- _Texte du document_
‘‘La controverse de Sion’’ : la Palestine, le Watergate et la dette; du sionisme au conspirationnisme?

L’auteur de ce livre, taxé d’antisémite aux Etats Unis, annonce, dans les années 50, la troisième guerre mondiale et la destruction talmudique (l’holocauste nucléaire), comme la conséquence de la capitulation des puissances impériales occidentales face au projet sioniste en Palestine et à la révolution bolchévique. Le conspirationnisme n’a pas cessé d’inspirer les thèses les plus invraisemblables…  

Par Dr Mounir Hanablia *

C’était l’époque de ce qu’on avait nommé la chasse aux sorcières. Lors des années 50, Mr Alger Hiss, l’un des proches conseillers du président Franklin Roosevelt, qui avait joué un rôle essentiel à la conférence de Yalta, a été jugé et condamné pour espionnage au bénéfice de l’Union soviétique par la justice américaine.

Un certain membre du Congrès Américain, Richard Nixon, avait paraît-il apporté une contribution importante à cette condamnation, et y avait acquis une grande notoriété, au point de devenir le vice-président des Etats Unis sous Eisenhower, malgré tous les efforts de ses adversaires, en particulier ceux du lobby sioniste, pour l’en empêcher.

Richard Nixon passera à la postérité comme le président qui, en août 1974, aura été destitué après le scandale du Watergate, mais les pages de ce livre, écrit en 1956, scellaient déjà son destin politique, il faut bien en convenir.

Richard Nixon a fait beaucoup moins que Donald Trump, mais contrairement à ce dernier, il a été lâché par les membres de son propre parti politique, et la lecture de ce livre, écrit en pleine guerre froide et questionnant la loyauté des juifs américains vis-à-vis de leur pays, aide à en comprendre les raisons. Beaucoup d’Américains considéraient alors que la menace communiste n’était que le dernier épisode de la tentative des juifs d’annihiler le christianisme, qui avait débuté avec la crucifixion du christ en 34 de l’ère universelle.

Une doctrine raciste

Selon cette théorie, l’Histoire est devenue un champ de bataille idéologique depuis que l’apparition de la bible d’Alexandrie au IIIe siècle avant l’ère universelle (EU) a ouvert aux goyims (les étrangers) la conversion à la doctrine monothéiste. C’était en effet la première fois qu’un peuple élu exposait ses tribulations selon la vision entretenue par sa classe sacerdotale et ses scribes, les lévites, d’un pacte préférentiel avec le dieu unique, dont la création de l’univers n’est que la conséquence.

Eu égard à cela, le pacte aurait ainsi plus d’importance que l’univers, et même constituerait si ce n’est la raison d’être du créateur lui-même, du moins de ses manifestations.

- _Énoncé 1_
D'après l'article sur « La controverse de Sion », en quelle année ce livre a-t-il été écrit ?
- _Énoncé 2_
Dans l'article sur « La controverse de Sion », résumez sous forme de liste le paragraphe qui commence par « C'était l'époque de ce qu'on avait nommé ».
- _Énoncé 3_
Rédigez la suite de l'article sur « La controverse de Sion » après sa dernière phrase.
La liste placée ensuite est un matériau à part, distinct de l'article.

- _Lignes de données_

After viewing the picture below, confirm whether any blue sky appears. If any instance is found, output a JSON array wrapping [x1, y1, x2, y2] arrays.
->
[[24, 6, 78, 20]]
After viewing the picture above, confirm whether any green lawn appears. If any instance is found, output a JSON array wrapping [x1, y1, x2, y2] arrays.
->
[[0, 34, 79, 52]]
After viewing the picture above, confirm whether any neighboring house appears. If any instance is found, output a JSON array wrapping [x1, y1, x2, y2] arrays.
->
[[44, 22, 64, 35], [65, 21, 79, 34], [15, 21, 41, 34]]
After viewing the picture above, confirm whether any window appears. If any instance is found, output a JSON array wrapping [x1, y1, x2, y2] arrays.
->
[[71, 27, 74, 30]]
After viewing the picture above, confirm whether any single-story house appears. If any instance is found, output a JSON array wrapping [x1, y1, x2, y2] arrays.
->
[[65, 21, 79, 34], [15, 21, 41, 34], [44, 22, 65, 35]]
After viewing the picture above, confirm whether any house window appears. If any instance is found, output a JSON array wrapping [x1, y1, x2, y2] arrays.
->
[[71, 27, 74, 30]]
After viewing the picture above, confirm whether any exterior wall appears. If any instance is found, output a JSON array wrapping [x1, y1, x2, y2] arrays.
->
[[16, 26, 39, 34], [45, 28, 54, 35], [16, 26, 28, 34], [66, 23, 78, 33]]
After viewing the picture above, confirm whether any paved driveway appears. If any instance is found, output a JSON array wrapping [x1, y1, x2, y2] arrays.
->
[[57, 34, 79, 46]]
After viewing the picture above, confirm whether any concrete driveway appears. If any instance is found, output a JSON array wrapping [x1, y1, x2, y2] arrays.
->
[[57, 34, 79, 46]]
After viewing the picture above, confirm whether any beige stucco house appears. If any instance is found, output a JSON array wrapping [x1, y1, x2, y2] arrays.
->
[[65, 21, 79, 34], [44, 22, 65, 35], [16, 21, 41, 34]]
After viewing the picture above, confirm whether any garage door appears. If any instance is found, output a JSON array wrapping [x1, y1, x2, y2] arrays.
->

- _Résultat 1_
En 1956.

- _Résultat 2_
- Époque : la chasse aux sorcières, dans les années 50.
- Alger Hiss était l'un des proches conseillers du président Franklin Roosevelt.
- Il avait joué un rôle essentiel à la conférence de Yalta.
- La justice américaine l'a jugé et condamné pour espionnage au bénéfice de l'Union soviétique.

- _Résultat 3_
La doctrine exclusive, sinon raciste, qui en a résulté, n’a eu d’autre but en instaurant des règles strictes de séparation mises en application par l’enseignement, que de préserver la personnalité propre de ce peuple en l’empêchant de se fondre parmi les nations. 

Le paradoxe est que ce récit en ait inspiré un autre, prétendant lui être opposé, mais qui continue à faire la part belle aux juifs en leur attribuant un pouvoir de nuisance supérieur dont ils feraient usage pour la domination du monde. Que les rabbins depuis l’académie de Yavné après la destruction du Temple de Jérusalem en 70 de l’EU aient cherché de tout temps à préserver l’identité juive ne souffre aucune discussion. Mais rattacher cela à une volonté constante et irréductible à travers les âges de détruire le christianisme et les nations depuis son apparition semble constituer un avatar de l’histoire sainte, autrement dit une histoire sainte inversée, qui en confirmant l’exceptionnalisme juif à travers ses péchés, légitime l’institution qui prétend le supplanter dans le pacte de Dieu, l’Eglise Chrétienne.

Dans ces conditions, établir un lien entre les lévites de Juda, les scribes de Babylone Esdras et Néhémie, les rabbins Hillel et Shammaï de Yavné, les illuminati de Weishaupt en 1786, la révolution française de 1789, Lord Beaconsfield (Disraeli)  et ses allusions au culte (juif) de Moloch, la révolution  russe de 1917, tout cela au nom d’un complot «talmudique» des khazars juifs de Russie, peut surprendre.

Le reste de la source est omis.